• Records supplied:
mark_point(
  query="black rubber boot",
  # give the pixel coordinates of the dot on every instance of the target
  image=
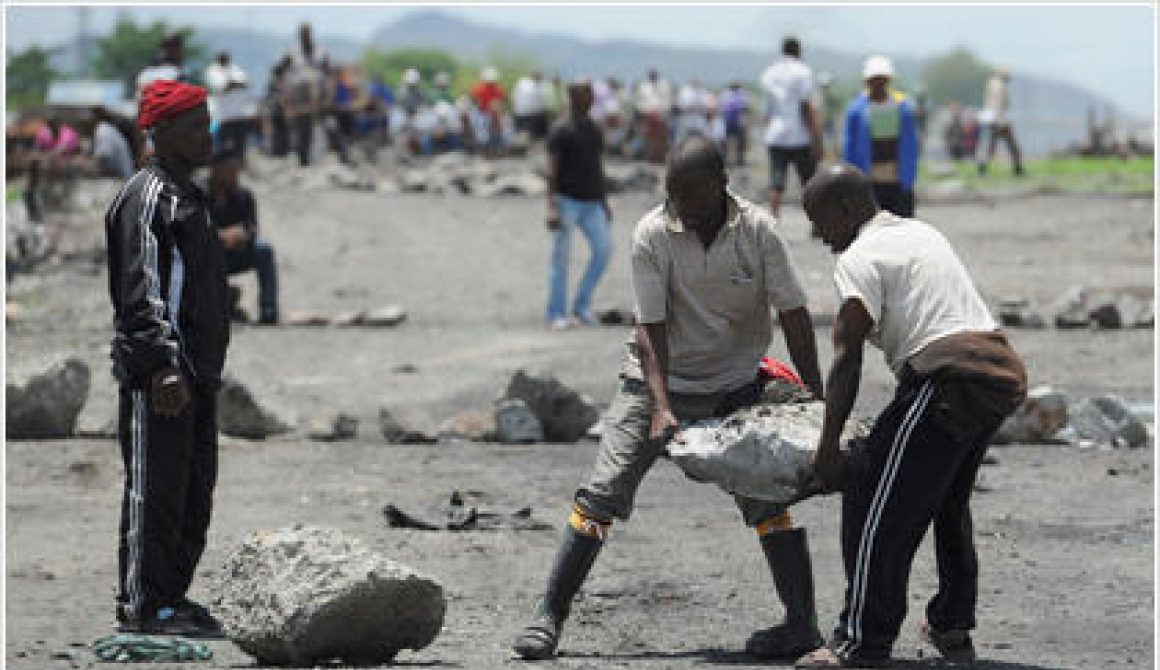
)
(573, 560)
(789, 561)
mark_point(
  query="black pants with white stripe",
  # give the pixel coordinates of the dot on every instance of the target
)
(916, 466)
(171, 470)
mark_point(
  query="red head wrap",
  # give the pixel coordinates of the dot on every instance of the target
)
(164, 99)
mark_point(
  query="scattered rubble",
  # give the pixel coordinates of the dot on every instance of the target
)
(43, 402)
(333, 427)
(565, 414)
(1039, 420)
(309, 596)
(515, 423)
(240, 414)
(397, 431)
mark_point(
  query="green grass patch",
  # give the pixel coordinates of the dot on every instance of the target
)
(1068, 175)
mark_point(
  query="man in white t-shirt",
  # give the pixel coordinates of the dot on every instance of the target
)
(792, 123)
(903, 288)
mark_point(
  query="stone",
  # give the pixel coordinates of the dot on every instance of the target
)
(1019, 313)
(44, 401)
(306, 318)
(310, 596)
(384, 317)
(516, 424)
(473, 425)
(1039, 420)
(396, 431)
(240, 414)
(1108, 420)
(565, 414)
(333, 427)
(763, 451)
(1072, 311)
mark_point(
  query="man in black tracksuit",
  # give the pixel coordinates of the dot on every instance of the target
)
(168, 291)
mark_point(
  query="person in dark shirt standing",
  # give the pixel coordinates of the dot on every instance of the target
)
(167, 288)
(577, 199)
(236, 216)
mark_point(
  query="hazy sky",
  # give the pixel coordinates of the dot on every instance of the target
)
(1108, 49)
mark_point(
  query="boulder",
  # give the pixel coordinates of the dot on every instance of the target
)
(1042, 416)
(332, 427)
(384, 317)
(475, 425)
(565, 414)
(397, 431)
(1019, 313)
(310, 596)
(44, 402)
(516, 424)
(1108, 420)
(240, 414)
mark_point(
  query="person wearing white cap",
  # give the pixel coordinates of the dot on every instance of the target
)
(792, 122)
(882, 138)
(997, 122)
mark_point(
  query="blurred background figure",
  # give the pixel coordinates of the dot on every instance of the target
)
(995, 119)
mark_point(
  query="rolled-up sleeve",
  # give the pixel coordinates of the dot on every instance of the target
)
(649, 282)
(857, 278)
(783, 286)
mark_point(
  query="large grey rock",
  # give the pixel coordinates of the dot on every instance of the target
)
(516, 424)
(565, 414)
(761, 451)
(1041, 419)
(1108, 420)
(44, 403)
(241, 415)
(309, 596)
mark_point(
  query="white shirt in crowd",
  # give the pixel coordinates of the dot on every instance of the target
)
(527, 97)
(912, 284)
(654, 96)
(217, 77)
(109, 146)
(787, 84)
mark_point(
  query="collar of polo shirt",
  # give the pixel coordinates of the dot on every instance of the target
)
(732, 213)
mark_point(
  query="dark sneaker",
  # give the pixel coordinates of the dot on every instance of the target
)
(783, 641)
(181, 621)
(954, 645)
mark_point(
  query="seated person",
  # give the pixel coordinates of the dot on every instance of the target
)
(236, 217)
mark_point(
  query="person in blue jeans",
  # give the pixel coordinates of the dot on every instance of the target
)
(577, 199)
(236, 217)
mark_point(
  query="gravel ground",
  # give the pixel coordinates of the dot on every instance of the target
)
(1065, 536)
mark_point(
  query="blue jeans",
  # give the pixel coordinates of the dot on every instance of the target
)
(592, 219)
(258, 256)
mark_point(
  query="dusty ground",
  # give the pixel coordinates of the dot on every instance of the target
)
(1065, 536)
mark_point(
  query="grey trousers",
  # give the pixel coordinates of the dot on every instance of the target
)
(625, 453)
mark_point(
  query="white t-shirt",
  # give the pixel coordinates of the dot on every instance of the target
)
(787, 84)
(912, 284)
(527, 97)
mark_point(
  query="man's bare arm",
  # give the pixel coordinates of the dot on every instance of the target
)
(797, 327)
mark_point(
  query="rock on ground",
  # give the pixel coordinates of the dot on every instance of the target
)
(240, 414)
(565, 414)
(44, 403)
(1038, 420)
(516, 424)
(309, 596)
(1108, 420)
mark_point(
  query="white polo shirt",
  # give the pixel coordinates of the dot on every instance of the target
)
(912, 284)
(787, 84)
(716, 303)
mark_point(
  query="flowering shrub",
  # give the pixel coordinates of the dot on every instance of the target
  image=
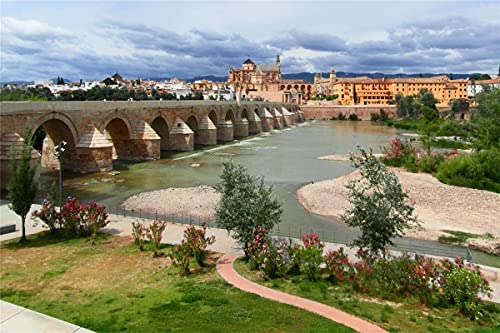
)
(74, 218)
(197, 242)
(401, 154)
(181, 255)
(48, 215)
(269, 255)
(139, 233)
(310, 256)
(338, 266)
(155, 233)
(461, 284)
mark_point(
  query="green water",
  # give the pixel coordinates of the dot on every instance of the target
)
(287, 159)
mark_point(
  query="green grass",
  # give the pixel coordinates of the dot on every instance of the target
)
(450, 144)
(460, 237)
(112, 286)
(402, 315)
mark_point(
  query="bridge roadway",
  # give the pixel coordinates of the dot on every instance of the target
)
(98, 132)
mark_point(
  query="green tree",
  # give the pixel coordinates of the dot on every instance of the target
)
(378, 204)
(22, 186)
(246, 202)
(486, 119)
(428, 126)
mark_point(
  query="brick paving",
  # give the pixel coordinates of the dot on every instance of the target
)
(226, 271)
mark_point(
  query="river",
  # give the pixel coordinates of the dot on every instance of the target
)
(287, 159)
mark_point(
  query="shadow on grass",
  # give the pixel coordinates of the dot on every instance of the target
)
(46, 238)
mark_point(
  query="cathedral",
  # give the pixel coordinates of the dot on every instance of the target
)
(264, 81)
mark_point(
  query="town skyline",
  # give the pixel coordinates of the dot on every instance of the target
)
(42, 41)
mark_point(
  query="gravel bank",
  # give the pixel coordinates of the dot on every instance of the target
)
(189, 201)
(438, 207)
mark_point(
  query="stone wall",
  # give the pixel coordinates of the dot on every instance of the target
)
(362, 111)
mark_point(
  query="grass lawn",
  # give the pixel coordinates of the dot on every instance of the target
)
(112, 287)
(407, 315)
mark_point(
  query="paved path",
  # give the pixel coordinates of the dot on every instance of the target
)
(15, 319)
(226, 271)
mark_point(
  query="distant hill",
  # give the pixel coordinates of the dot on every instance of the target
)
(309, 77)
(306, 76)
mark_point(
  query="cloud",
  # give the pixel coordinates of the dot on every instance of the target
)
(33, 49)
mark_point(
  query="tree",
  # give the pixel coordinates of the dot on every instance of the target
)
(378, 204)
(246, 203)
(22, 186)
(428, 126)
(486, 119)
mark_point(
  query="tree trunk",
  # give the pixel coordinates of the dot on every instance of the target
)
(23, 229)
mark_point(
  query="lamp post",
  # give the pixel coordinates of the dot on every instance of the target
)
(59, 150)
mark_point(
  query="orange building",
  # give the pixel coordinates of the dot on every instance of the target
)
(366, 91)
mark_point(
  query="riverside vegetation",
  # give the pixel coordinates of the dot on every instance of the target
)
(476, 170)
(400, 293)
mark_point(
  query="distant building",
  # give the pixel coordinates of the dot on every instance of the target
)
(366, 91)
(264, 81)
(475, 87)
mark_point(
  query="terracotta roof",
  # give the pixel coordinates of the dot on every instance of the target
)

• Written request: Quote every record above exactly, omitting any pictures they contain.

• Exercise result:
mark_point(
  query="black rubber boot",
  # give the pixel coordinates of the dot on every instance of the target
  image=
)
(573, 560)
(789, 561)
mark_point(
  query="black pants with white stripe",
  # give the pixel coordinates of the dot on every instance of the target
)
(916, 466)
(171, 470)
mark_point(
  query="red head wrap",
  # give the pixel coordinates of the dot on every instance of the target
)
(164, 99)
mark_point(
  query="scattered rubble",
  # give the pixel coordinates of the dot on every instance of the target
)
(43, 402)
(333, 427)
(565, 414)
(1039, 420)
(309, 596)
(515, 423)
(240, 414)
(397, 431)
mark_point(
  query="green grass patch",
  # give the pixel coordinates of the dot on every instance of the target
)
(1068, 175)
mark_point(
  query="man in white t-shirt",
  # give the pixel coordinates of the dot on every instance of the target
)
(792, 123)
(903, 288)
mark_point(
  query="stone",
  # give the pixel coordinates of the dot on every instance of the target
)
(1019, 313)
(44, 401)
(306, 318)
(310, 596)
(384, 317)
(516, 424)
(473, 425)
(1039, 420)
(396, 431)
(240, 414)
(1108, 420)
(565, 414)
(333, 427)
(763, 451)
(1072, 311)
mark_point(
  query="man in black tracksuit",
  # give the pixel coordinates of the dot on every instance of the target
)
(168, 291)
mark_point(
  query="person in dark shirt standing",
  # give the pixel coordinates of the dot on every instance of the target
)
(167, 288)
(577, 199)
(236, 216)
mark_point(
  query="hazy sky",
  # give the pixel coordinates of the dot on every instance of the target
)
(1108, 49)
mark_point(
  query="boulder",
  # give the pixel coordinates of the dot on every instance of the target
)
(1042, 416)
(332, 427)
(384, 317)
(475, 425)
(565, 414)
(397, 431)
(1019, 313)
(310, 596)
(44, 402)
(516, 424)
(1108, 420)
(240, 414)
mark_point(
  query="person wearing white cap",
  # give the pixel coordinates of the dot on every instance of the target
)
(792, 122)
(882, 138)
(997, 122)
mark_point(
  query="blurred background figure",
  # give the pixel coordinates of the dot on every instance of the target
)
(995, 119)
mark_point(
  query="rolled-up sleeve",
  # give the pixel coordinates of the dot on every instance of the target
)
(649, 282)
(857, 278)
(783, 286)
mark_point(
  query="large grey rock",
  # give the pixel coordinates of the dot on every instance of the target
)
(516, 424)
(565, 414)
(761, 451)
(1041, 419)
(1108, 420)
(44, 403)
(241, 415)
(309, 596)
mark_point(
  query="white shirt in crowd",
  # give the pixel coordinates of the dot on every instance of the target
)
(527, 97)
(912, 284)
(654, 96)
(217, 77)
(109, 146)
(787, 84)
mark_point(
  query="collar of polo shirt",
  # give the pixel coordinates of the dot on every instance of the target
)
(732, 213)
mark_point(
  query="dark sneaker",
  # give the pixel coordinates of the dot on every instance of the target
)
(783, 641)
(181, 621)
(954, 645)
mark_point(
  query="seated person",
  # give the pixel coordinates of the dot on every instance of the target
)
(236, 217)
mark_point(
  query="person in blue jeans",
  # give the pixel coordinates of the dot on every instance of the target
)
(577, 199)
(236, 217)
mark_point(
  query="gravel ground",
  # give the pixel coordinates of the dot on every instance of the target
)
(1065, 536)
mark_point(
  query="blue jeans",
  # give the pixel coordinates of the dot on every instance of the target
)
(592, 219)
(258, 256)
mark_point(
  query="dusty ground",
  # give the pixel coordinates of the dot on every instance of the target
)
(1065, 536)
mark_point(
  query="grey trousers",
  # give the pixel coordinates of the dot on every instance of the target
)
(625, 453)
mark_point(
  query="white t-shirt",
  # give the pixel coordinates of the dot on every instance of the target
)
(787, 84)
(912, 284)
(527, 97)
mark_point(
  query="man's bare arm",
  # give the pixel coordinates of the dot on every instance of the target
)
(797, 327)
mark_point(
  query="rock on ground",
  # give the pixel coordinates of the dot on every instance of the target
)
(240, 414)
(565, 414)
(44, 403)
(1038, 420)
(516, 424)
(309, 596)
(1108, 420)
mark_point(
  query="white polo shirt",
  # give the pixel coordinates of the dot on every instance of the target
)
(912, 284)
(787, 84)
(716, 303)
mark_point(
  query="flowering shrub",
  # give the pixel coordinates of the dot on every instance of the target
  image=
)
(74, 218)
(197, 242)
(401, 154)
(181, 255)
(48, 215)
(269, 255)
(139, 233)
(310, 256)
(338, 266)
(155, 233)
(461, 284)
mark_point(
  query="green water",
  # give the pixel coordinates of the dot on every instance of the target
)
(287, 159)
mark_point(
  query="green grass",
  # give the pixel coordinates of the dot on every instance of the target
)
(450, 144)
(460, 237)
(112, 286)
(402, 315)
mark_point(
  query="bridge roadway",
  # give the pixel coordinates of the dot on every instance of the target
)
(98, 132)
mark_point(
  query="green tree",
  # give the pixel coordinates of the dot on every instance of the target
)
(378, 204)
(22, 186)
(246, 202)
(486, 119)
(428, 126)
mark_point(
  query="brick paving",
  # give the pixel coordinates of the dot on every instance of the target
)
(226, 271)
mark_point(
  query="river",
  # give the pixel coordinates of the dot on every instance of the target
)
(287, 159)
mark_point(
  query="shadow on grass",
  # give the pixel coordinates of the dot on every instance of the target
)
(46, 238)
mark_point(
  query="cathedral",
  # give the pixel coordinates of the dot on every instance of the target
)
(264, 81)
mark_point(
  query="town skyline",
  # give the pixel coordinates of the dot on every instance of the target
)
(42, 41)
mark_point(
  query="gravel bank",
  # give the pixel coordinates of the dot on every instance of the target
)
(189, 201)
(438, 207)
mark_point(
  query="stone wall",
  # give the pixel coordinates of the dot on every instance of the target
)
(362, 111)
mark_point(
  query="grass lawn",
  # give the pixel coordinates of the dot on every instance of the target
)
(112, 287)
(407, 315)
mark_point(
  query="paved path",
  # give the pixel coordinates of the dot on every instance of the target
)
(15, 319)
(226, 271)
mark_point(
  query="distant hill",
  # give the pixel coordinates of the dot on every instance of the target
)
(309, 77)
(306, 76)
mark_point(
  query="cloud",
  # give the pixel coordinates of the dot on every instance of the target
)
(33, 49)
mark_point(
  query="tree",
  # give the pixel coordinates of the dot on every instance of the target
)
(378, 204)
(246, 203)
(22, 186)
(428, 126)
(486, 119)
mark_point(
  query="tree trunk",
  # give the pixel coordinates of the dot on every instance of the target
)
(23, 229)
mark_point(
  query="lamp post",
  # give the pixel coordinates of the dot on every instance of the target
)
(59, 150)
mark_point(
  query="orange building",
  # give the pixel coordinates of the dot on every instance of the target
)
(366, 91)
mark_point(
  query="riverside vegetation",
  # give the pixel coordinates of the dot on every instance of the target
)
(476, 170)
(400, 293)
mark_point(
  query="distant building",
  # give the pixel coordinates of the dot on every instance of the target
)
(366, 91)
(264, 81)
(475, 87)
mark_point(
  query="terracotta roof",
  # give the pixel coordinates of the dot on every instance of the target
)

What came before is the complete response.